■ TASK PROMPT
Retype, exactly and only, each line from the one containing "stone balustrade, imagine" to the end of the records below.

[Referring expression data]
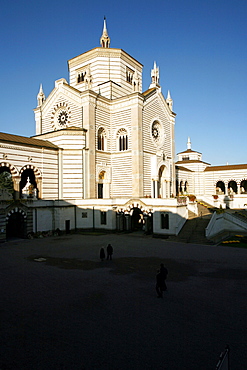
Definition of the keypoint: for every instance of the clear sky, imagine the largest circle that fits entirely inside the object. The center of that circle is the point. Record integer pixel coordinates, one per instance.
(200, 47)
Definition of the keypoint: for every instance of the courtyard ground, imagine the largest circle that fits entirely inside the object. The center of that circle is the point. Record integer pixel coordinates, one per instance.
(62, 308)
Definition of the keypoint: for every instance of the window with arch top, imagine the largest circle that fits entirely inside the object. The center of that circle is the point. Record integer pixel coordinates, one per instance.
(122, 138)
(101, 139)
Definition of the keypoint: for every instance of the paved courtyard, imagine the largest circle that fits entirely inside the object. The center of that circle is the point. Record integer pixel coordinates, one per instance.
(62, 308)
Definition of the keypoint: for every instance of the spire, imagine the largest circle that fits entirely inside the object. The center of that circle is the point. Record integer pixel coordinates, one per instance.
(40, 96)
(105, 39)
(169, 100)
(188, 144)
(155, 75)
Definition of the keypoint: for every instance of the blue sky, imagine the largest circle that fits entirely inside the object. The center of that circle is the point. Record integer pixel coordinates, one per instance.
(199, 46)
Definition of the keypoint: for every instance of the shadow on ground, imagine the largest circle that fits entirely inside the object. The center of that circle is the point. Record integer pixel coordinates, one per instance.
(145, 267)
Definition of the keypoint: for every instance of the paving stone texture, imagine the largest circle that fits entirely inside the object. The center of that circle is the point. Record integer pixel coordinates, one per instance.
(62, 308)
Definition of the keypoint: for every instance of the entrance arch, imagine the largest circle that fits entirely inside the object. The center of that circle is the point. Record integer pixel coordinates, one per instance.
(137, 219)
(232, 187)
(30, 174)
(220, 187)
(243, 186)
(16, 226)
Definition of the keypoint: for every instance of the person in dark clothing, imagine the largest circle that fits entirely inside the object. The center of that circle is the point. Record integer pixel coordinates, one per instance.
(164, 273)
(160, 281)
(109, 250)
(102, 254)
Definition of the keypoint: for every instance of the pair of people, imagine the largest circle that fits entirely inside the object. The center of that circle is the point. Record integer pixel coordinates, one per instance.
(109, 251)
(161, 280)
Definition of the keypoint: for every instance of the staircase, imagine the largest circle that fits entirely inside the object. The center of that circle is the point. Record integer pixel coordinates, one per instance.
(193, 230)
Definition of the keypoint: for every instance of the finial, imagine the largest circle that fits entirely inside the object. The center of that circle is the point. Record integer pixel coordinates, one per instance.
(169, 100)
(40, 96)
(155, 75)
(105, 39)
(188, 143)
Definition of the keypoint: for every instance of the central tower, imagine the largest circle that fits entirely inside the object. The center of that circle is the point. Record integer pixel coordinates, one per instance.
(109, 72)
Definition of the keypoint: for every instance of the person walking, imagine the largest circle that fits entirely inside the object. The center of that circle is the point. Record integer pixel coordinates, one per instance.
(159, 284)
(102, 254)
(164, 273)
(109, 250)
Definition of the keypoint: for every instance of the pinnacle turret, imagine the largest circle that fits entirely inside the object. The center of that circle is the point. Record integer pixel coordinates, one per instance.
(169, 100)
(155, 75)
(40, 96)
(105, 39)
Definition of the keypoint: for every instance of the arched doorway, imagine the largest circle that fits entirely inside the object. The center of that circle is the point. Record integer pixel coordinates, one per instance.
(137, 220)
(243, 186)
(101, 185)
(28, 176)
(232, 187)
(220, 187)
(6, 182)
(16, 225)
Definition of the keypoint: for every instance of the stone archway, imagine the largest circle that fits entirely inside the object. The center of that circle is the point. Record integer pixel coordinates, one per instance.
(16, 225)
(135, 216)
(30, 175)
(137, 219)
(7, 167)
(220, 187)
(232, 187)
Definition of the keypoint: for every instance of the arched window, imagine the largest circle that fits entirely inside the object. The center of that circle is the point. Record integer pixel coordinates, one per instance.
(232, 187)
(220, 187)
(243, 186)
(101, 139)
(122, 137)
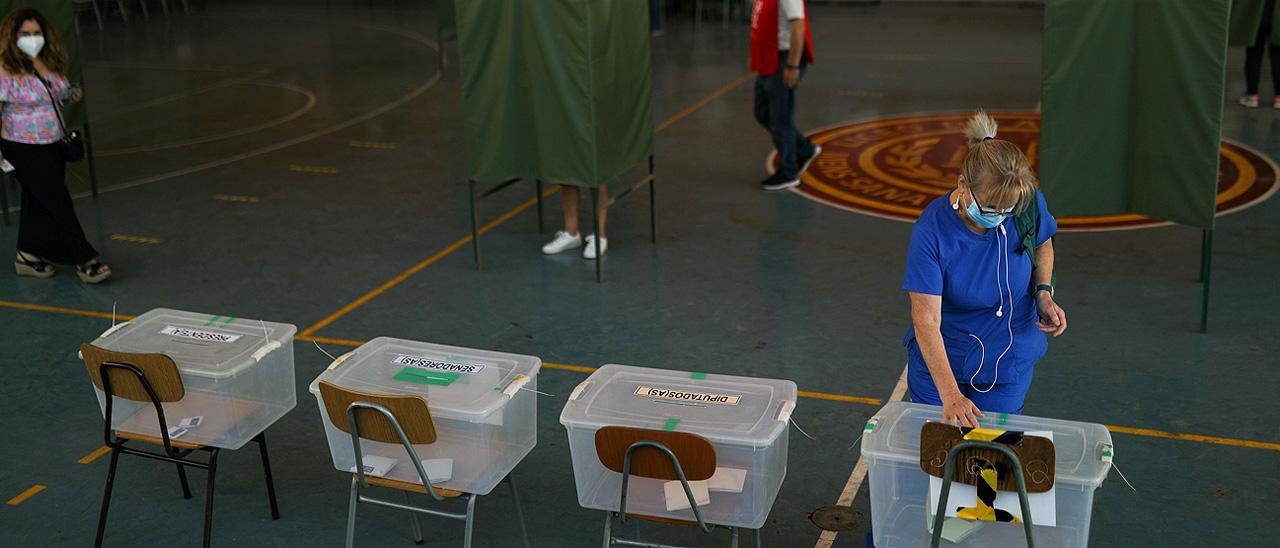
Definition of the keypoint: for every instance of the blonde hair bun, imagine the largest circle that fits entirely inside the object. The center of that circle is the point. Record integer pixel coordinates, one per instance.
(979, 128)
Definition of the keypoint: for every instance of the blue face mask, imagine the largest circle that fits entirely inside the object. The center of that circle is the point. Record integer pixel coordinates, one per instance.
(984, 220)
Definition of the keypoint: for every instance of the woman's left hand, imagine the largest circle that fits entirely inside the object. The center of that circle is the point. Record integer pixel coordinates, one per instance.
(1052, 319)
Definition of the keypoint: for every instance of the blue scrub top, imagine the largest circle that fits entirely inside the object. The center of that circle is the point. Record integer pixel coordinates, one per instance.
(947, 259)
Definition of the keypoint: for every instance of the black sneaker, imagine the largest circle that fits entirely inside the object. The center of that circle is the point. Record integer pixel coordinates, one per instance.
(807, 160)
(776, 182)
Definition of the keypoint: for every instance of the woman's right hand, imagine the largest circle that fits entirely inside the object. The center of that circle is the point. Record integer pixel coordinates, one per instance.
(958, 410)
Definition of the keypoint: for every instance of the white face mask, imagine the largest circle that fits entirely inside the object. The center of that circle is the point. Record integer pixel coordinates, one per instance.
(31, 45)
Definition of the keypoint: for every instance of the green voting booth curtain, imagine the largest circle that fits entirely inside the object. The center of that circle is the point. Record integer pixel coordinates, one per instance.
(60, 16)
(556, 90)
(444, 16)
(1246, 21)
(1132, 106)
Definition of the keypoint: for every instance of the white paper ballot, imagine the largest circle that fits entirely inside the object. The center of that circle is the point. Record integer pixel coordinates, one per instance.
(1043, 505)
(439, 470)
(677, 499)
(727, 480)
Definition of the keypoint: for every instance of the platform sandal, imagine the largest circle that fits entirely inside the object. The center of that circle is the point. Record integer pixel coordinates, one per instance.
(36, 268)
(92, 272)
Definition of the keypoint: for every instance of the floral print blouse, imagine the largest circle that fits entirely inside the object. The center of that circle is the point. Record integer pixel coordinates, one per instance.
(27, 112)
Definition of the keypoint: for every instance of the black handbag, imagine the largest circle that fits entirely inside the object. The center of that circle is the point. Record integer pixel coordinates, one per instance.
(73, 145)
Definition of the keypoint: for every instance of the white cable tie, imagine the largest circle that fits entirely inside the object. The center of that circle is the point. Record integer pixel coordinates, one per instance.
(801, 430)
(325, 352)
(1121, 476)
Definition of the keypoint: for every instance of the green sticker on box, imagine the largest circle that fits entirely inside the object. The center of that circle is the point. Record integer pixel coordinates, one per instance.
(426, 377)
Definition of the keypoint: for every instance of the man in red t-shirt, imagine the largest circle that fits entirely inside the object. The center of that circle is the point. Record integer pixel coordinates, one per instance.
(781, 50)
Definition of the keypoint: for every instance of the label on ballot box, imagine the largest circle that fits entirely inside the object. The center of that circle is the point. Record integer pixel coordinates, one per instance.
(685, 396)
(197, 334)
(425, 362)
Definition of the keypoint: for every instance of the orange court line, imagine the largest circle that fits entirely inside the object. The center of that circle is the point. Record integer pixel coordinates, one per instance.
(26, 494)
(94, 456)
(1143, 432)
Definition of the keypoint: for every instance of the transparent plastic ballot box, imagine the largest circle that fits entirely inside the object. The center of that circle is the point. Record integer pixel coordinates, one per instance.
(483, 403)
(745, 419)
(901, 491)
(237, 375)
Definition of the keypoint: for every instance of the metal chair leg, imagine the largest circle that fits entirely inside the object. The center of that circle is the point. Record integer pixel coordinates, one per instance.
(209, 497)
(471, 516)
(106, 498)
(412, 516)
(520, 512)
(266, 471)
(182, 476)
(351, 511)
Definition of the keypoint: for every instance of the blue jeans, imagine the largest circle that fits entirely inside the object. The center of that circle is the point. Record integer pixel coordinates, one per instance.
(776, 112)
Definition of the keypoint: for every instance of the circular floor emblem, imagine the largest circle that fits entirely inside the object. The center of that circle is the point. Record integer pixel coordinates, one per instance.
(894, 167)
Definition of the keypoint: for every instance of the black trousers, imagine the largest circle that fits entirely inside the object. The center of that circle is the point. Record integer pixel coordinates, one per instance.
(49, 228)
(1253, 54)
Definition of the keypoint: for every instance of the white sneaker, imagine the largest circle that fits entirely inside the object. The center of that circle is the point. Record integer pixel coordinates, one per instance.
(589, 247)
(563, 241)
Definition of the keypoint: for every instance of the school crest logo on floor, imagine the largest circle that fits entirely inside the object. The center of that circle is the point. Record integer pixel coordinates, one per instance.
(894, 167)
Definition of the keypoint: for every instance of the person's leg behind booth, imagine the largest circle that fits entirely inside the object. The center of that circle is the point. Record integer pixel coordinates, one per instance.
(571, 237)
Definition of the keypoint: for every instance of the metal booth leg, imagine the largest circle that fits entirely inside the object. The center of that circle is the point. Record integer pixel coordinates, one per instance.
(1206, 275)
(266, 470)
(595, 220)
(475, 229)
(209, 497)
(538, 190)
(106, 498)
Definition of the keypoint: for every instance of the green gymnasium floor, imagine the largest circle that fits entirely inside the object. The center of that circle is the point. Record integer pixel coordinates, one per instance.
(302, 164)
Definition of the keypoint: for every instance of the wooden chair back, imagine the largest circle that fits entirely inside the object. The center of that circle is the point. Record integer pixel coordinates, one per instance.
(410, 411)
(160, 371)
(695, 453)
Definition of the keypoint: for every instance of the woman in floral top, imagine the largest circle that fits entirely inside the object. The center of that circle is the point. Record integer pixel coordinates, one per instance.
(32, 73)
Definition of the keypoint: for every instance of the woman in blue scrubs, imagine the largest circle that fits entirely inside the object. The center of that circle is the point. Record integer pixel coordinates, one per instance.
(979, 310)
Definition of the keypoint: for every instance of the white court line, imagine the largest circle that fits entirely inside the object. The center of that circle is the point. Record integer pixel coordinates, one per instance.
(859, 475)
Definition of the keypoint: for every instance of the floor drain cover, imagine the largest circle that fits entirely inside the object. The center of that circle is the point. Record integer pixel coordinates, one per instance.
(836, 517)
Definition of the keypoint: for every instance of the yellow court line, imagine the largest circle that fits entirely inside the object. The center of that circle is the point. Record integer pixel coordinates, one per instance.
(26, 494)
(62, 310)
(1194, 438)
(466, 240)
(94, 456)
(1143, 432)
(412, 270)
(703, 101)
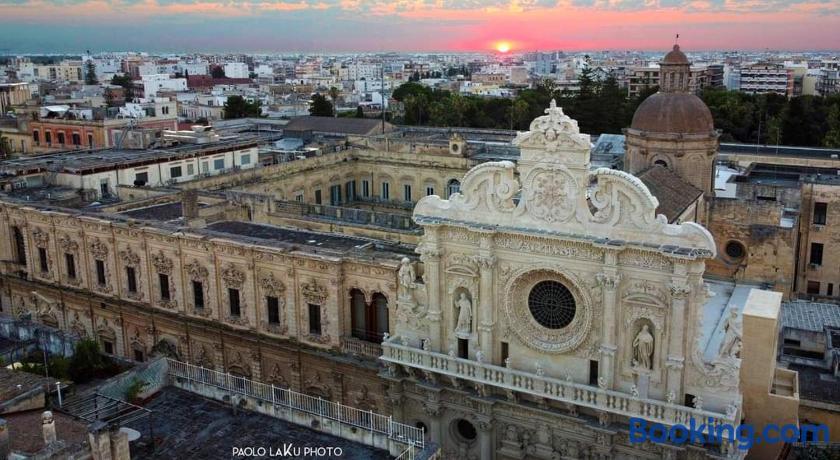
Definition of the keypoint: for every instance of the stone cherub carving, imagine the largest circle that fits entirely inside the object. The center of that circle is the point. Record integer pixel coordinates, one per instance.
(730, 347)
(464, 306)
(643, 349)
(407, 276)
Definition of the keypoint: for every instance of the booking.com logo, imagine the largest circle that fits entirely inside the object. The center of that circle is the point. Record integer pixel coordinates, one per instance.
(744, 436)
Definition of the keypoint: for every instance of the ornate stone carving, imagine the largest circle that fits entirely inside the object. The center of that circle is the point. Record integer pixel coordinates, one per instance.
(40, 238)
(313, 292)
(233, 277)
(98, 249)
(162, 264)
(523, 324)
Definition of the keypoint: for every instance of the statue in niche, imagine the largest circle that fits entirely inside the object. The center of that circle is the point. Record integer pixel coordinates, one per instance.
(643, 349)
(730, 347)
(407, 276)
(464, 306)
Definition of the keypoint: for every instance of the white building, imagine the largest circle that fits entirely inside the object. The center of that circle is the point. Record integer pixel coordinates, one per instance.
(236, 70)
(162, 82)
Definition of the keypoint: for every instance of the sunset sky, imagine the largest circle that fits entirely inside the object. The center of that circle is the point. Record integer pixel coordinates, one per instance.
(415, 25)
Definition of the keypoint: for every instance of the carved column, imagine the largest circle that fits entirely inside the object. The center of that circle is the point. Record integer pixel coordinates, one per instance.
(676, 354)
(485, 438)
(608, 282)
(485, 308)
(430, 256)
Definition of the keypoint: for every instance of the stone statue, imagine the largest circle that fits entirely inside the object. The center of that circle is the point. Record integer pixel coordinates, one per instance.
(643, 349)
(731, 344)
(407, 275)
(464, 326)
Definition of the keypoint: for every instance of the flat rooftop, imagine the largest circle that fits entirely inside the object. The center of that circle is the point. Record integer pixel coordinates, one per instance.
(271, 235)
(91, 161)
(189, 426)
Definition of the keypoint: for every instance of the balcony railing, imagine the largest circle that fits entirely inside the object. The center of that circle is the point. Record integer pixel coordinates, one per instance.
(358, 347)
(550, 388)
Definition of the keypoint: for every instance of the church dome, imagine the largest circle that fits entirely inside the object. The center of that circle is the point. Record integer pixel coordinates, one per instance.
(675, 56)
(673, 113)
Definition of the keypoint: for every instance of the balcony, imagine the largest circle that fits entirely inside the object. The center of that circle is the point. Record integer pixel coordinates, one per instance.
(362, 348)
(614, 402)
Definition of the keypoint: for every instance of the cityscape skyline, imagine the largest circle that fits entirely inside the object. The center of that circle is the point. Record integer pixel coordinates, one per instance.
(30, 26)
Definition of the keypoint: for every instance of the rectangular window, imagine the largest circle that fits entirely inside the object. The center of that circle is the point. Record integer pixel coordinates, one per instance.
(816, 254)
(44, 261)
(820, 212)
(70, 265)
(273, 305)
(198, 294)
(163, 282)
(141, 179)
(100, 272)
(233, 302)
(463, 349)
(314, 319)
(335, 195)
(131, 277)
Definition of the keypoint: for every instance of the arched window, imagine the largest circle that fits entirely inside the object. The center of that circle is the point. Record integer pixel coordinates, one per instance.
(369, 320)
(20, 248)
(453, 187)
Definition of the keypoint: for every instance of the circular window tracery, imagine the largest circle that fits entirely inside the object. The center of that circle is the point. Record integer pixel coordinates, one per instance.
(552, 304)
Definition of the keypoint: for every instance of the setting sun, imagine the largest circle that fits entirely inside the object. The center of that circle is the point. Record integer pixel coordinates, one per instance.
(503, 47)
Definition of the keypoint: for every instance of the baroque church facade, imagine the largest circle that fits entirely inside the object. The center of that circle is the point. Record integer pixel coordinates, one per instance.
(550, 301)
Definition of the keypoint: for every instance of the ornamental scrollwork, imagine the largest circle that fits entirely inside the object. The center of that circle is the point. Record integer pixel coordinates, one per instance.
(162, 264)
(233, 277)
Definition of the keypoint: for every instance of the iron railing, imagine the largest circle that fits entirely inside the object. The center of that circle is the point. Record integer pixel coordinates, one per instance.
(284, 397)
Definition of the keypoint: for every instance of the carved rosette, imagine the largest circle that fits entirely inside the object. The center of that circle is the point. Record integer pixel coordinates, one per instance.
(529, 331)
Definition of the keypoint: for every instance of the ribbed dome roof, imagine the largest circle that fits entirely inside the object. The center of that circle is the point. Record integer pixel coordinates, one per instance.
(673, 113)
(675, 56)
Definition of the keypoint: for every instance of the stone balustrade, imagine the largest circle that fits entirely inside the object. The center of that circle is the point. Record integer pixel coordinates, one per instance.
(354, 346)
(610, 401)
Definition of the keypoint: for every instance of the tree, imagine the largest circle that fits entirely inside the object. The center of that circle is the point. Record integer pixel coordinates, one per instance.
(217, 72)
(239, 107)
(334, 92)
(320, 107)
(832, 136)
(87, 362)
(90, 73)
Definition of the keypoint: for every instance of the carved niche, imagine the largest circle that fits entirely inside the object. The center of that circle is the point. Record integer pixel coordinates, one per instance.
(199, 273)
(163, 266)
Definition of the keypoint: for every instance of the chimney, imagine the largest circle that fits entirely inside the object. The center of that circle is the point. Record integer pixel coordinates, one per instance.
(189, 204)
(48, 427)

■ OUTPUT OF THE EXERCISE
Definition of the keypoint: for every instance of the stone balustrade, imagine the largest circle that fits entirely inside the object. The center of that circle is the point. Record integer pixel coordinates, one per instance.
(354, 346)
(610, 401)
Definition of the keypoint: for every instance of the tree, imagine the largest circle that fits entirely inside the object. The center of that circle is the point. Record integer pixel coordinates, one per instance.
(217, 72)
(239, 107)
(334, 92)
(320, 107)
(832, 136)
(87, 362)
(90, 73)
Definition of the keypoint: for every instance of the carved niche, imagine the largest circle that fits entirely inside the object. The center of that circle is the point. Record integer pixel coordinates, one per instance.
(199, 273)
(163, 266)
Definition of the keypoint: for every instance of the chimney, imagine the largest circle that fits entirely inside the object. The center of that circle is the point. Record integer pixel coordinates, one per instance.
(189, 204)
(48, 427)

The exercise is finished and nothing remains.